**Problem statement:** Taking the line with "Target: notre-dame tower" as the first and the line with "Target: stone building facade" as the last, set down exactly every line in that range from the entries below, and no more.

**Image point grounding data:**
------

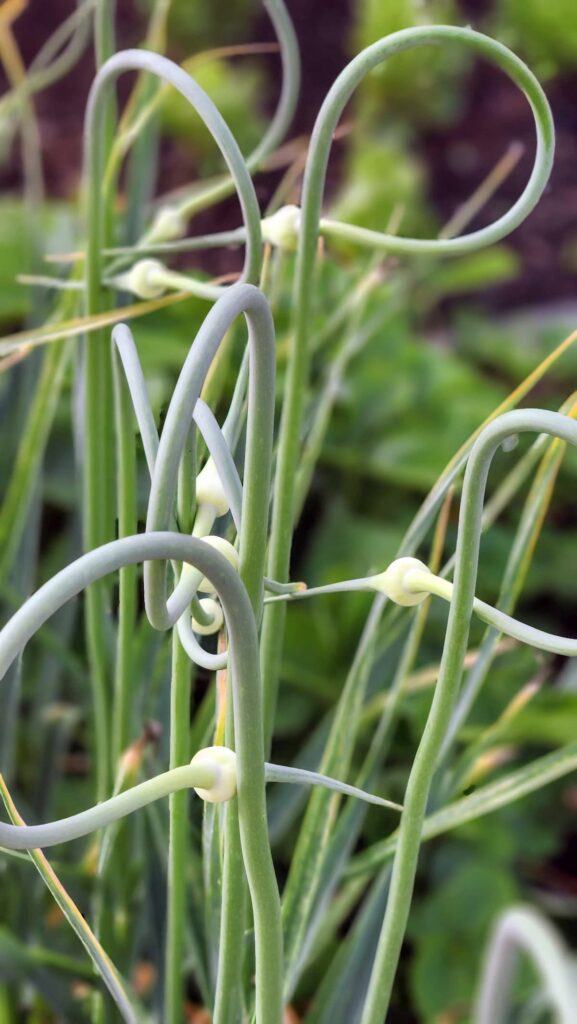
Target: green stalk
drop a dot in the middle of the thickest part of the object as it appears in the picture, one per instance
(311, 225)
(243, 655)
(454, 650)
(98, 437)
(178, 838)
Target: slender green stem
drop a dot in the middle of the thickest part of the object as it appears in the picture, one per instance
(241, 625)
(297, 374)
(178, 838)
(523, 929)
(406, 857)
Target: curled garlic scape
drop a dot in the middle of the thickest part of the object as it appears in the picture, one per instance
(211, 773)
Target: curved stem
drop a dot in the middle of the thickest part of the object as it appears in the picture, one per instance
(522, 929)
(280, 124)
(247, 713)
(406, 857)
(169, 72)
(240, 299)
(40, 837)
(296, 381)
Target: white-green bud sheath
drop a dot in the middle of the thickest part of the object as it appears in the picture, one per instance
(281, 229)
(223, 761)
(401, 583)
(145, 280)
(167, 225)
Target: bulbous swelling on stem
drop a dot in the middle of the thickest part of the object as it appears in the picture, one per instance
(163, 611)
(454, 649)
(247, 712)
(93, 128)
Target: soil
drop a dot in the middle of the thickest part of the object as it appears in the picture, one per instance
(495, 113)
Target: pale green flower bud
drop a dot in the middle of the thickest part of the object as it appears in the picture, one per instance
(224, 760)
(281, 229)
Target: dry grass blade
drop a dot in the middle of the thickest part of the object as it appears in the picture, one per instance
(13, 344)
(99, 957)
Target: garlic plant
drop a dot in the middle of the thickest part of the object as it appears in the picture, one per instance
(216, 543)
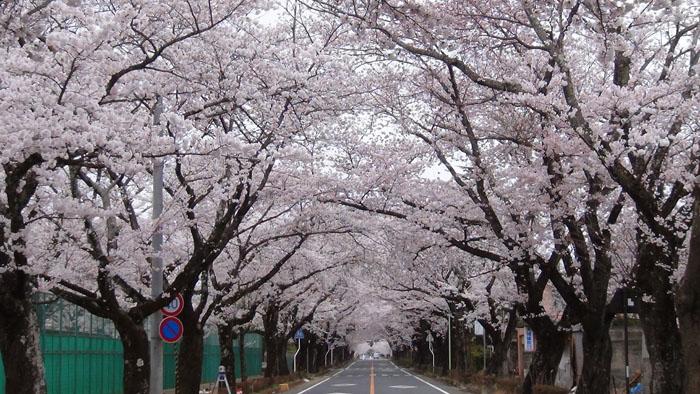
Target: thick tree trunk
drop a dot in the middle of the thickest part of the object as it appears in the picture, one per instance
(137, 363)
(19, 337)
(597, 355)
(688, 301)
(270, 320)
(271, 351)
(282, 367)
(658, 317)
(498, 363)
(190, 355)
(241, 353)
(228, 357)
(545, 362)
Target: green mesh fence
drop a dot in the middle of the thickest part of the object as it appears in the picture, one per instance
(83, 355)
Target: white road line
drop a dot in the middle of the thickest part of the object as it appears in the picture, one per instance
(317, 384)
(429, 384)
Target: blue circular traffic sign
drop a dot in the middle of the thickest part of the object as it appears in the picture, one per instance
(171, 329)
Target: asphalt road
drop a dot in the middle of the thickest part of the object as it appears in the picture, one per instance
(375, 377)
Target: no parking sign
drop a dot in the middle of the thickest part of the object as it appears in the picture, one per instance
(174, 307)
(171, 328)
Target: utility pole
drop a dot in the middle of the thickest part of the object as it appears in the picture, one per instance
(483, 336)
(449, 343)
(156, 345)
(627, 361)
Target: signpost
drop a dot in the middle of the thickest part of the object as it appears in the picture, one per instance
(170, 329)
(221, 378)
(529, 340)
(299, 335)
(175, 306)
(430, 340)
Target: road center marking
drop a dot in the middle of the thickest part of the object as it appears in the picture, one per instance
(317, 384)
(429, 384)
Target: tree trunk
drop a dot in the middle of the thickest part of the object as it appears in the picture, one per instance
(282, 367)
(597, 355)
(19, 338)
(190, 355)
(545, 362)
(241, 355)
(658, 317)
(137, 363)
(688, 301)
(228, 357)
(498, 363)
(271, 351)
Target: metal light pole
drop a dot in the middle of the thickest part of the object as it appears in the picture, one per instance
(156, 345)
(295, 355)
(627, 362)
(449, 342)
(483, 336)
(430, 347)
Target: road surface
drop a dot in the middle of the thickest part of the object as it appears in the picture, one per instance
(375, 377)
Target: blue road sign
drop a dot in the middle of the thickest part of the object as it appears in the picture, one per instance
(171, 329)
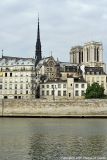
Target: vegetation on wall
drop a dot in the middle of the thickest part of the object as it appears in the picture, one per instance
(94, 91)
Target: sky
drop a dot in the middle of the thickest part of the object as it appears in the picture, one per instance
(63, 24)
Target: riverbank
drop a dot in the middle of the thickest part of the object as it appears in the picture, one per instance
(43, 108)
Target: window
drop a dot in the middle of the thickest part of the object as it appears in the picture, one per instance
(82, 93)
(21, 80)
(10, 86)
(52, 86)
(0, 80)
(64, 93)
(21, 86)
(10, 74)
(5, 74)
(47, 86)
(43, 86)
(59, 93)
(52, 92)
(47, 92)
(64, 85)
(76, 93)
(26, 86)
(27, 92)
(5, 97)
(15, 86)
(59, 85)
(82, 85)
(76, 85)
(10, 80)
(5, 86)
(15, 91)
(42, 93)
(47, 69)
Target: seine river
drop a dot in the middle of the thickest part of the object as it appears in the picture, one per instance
(52, 139)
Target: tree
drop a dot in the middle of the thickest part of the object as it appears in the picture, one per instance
(95, 91)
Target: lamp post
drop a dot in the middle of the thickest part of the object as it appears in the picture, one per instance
(53, 93)
(54, 87)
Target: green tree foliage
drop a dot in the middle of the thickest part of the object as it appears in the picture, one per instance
(95, 91)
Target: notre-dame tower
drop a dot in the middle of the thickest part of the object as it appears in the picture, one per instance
(38, 53)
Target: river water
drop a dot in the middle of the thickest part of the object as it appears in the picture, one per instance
(52, 139)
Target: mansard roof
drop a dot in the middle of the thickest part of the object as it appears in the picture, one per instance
(16, 61)
(94, 70)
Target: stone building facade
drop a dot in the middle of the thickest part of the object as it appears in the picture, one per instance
(63, 89)
(17, 78)
(91, 54)
(49, 68)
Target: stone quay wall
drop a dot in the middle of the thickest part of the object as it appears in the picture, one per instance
(53, 108)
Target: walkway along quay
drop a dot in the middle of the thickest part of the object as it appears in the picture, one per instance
(59, 109)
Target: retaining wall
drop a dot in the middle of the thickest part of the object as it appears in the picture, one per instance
(53, 108)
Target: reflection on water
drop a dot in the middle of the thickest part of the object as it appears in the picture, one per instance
(52, 139)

------

**Response box:**
Target: notre-dame tower
drop a dot in the middle of the thickest part of the object as it appears in the picture, one per instance
(38, 53)
Target: river water
drop a dot in the middle of the thickest part of the object as it appears in the picture, one per instance
(52, 139)
Target: mansard roof
drop a dot in the middle of the thickest part of the object as it appears in the picture, one per instance
(16, 61)
(94, 70)
Target: stone building facade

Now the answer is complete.